*TASK ITEM*. From the line containing "Mark the tulip" onward, every line of the entries is to be set down exactly, the last line included.

*EXERCISE INPUT*.
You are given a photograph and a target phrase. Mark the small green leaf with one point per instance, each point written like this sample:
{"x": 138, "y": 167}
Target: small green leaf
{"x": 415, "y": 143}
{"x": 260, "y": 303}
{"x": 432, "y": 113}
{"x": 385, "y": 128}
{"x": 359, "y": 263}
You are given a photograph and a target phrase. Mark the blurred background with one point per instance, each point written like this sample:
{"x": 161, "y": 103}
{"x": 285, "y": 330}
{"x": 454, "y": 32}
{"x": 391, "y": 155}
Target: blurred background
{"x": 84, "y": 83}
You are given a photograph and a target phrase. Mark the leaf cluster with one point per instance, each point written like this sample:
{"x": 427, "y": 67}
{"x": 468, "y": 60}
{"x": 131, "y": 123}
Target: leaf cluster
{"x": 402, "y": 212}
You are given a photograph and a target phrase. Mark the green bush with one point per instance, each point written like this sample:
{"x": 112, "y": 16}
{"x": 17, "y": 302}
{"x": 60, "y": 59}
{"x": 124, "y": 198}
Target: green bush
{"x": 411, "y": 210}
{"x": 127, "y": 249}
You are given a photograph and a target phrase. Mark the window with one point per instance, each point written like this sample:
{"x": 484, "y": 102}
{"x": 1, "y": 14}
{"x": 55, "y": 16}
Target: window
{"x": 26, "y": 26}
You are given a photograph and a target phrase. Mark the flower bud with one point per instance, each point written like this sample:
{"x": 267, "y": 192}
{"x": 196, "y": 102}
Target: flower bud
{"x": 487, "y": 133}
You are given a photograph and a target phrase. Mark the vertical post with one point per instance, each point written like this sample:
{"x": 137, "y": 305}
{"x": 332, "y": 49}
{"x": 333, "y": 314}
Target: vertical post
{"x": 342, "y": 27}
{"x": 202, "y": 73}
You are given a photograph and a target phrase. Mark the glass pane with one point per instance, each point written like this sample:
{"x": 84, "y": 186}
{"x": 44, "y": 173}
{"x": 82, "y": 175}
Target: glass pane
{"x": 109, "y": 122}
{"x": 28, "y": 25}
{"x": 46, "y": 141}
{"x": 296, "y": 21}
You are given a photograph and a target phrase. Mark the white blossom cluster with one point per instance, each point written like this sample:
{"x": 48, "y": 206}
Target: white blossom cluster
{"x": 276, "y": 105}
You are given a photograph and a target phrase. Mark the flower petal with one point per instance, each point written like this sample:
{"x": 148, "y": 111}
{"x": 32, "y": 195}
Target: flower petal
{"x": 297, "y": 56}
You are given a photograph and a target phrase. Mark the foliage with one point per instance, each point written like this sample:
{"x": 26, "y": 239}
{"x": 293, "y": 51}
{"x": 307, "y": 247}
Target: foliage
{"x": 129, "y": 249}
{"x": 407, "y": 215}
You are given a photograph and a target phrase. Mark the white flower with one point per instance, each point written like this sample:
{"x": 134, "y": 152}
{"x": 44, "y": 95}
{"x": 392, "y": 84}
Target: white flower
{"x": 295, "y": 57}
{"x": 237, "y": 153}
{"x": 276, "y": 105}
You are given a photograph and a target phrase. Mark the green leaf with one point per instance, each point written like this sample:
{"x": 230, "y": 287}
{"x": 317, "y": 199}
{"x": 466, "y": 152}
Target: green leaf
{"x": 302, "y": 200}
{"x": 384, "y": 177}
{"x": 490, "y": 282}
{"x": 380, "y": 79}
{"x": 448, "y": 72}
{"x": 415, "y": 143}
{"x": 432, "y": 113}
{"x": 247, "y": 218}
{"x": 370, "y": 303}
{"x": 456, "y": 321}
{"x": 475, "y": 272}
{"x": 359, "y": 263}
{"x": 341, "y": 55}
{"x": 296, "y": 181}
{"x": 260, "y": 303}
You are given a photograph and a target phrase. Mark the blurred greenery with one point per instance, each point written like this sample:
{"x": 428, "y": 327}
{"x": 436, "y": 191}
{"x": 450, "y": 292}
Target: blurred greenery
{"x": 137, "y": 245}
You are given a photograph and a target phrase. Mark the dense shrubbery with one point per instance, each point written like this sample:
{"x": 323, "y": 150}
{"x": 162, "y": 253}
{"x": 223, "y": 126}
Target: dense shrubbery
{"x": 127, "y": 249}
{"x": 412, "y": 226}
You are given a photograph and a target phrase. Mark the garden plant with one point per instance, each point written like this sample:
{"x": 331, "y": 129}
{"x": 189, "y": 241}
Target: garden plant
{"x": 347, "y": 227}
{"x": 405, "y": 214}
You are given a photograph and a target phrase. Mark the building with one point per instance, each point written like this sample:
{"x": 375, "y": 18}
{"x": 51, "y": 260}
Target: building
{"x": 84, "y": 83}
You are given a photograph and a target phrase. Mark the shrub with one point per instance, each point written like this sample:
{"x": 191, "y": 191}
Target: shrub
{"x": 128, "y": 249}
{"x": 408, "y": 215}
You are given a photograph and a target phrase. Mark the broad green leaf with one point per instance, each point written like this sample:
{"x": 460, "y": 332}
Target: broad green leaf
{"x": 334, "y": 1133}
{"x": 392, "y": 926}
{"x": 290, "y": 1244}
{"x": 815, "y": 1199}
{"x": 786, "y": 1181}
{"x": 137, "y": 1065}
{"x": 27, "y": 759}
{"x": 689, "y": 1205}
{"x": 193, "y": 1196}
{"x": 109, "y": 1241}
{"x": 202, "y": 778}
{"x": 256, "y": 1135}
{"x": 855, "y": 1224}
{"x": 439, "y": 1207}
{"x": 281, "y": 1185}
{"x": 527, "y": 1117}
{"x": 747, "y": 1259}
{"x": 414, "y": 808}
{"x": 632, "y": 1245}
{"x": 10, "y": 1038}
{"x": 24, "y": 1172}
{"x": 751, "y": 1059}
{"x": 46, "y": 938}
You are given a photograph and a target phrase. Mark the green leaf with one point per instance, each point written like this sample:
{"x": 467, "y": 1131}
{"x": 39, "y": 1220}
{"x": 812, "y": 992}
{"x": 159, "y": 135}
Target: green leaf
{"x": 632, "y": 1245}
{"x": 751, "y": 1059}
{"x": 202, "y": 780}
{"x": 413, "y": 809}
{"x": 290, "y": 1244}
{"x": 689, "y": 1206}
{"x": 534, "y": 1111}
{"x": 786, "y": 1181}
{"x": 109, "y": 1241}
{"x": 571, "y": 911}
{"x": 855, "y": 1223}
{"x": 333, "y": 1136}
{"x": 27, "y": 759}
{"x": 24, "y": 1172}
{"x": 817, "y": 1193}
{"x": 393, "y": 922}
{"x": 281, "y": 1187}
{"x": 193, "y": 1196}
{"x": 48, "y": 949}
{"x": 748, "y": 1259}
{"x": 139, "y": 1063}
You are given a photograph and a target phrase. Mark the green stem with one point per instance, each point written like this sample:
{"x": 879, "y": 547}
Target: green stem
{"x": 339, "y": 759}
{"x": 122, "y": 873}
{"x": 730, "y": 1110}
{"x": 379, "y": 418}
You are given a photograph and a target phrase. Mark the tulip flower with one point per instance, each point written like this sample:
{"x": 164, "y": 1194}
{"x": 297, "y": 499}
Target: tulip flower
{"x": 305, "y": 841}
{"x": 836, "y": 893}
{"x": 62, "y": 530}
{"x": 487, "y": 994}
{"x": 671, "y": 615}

*TASK SOLUTION*.
You are given a photograph and a target phrase. Mark the tulip flower with one point per instance, each point written like this sample:
{"x": 164, "y": 1194}
{"x": 297, "y": 499}
Target: tulip flower
{"x": 305, "y": 841}
{"x": 836, "y": 893}
{"x": 62, "y": 530}
{"x": 487, "y": 994}
{"x": 671, "y": 615}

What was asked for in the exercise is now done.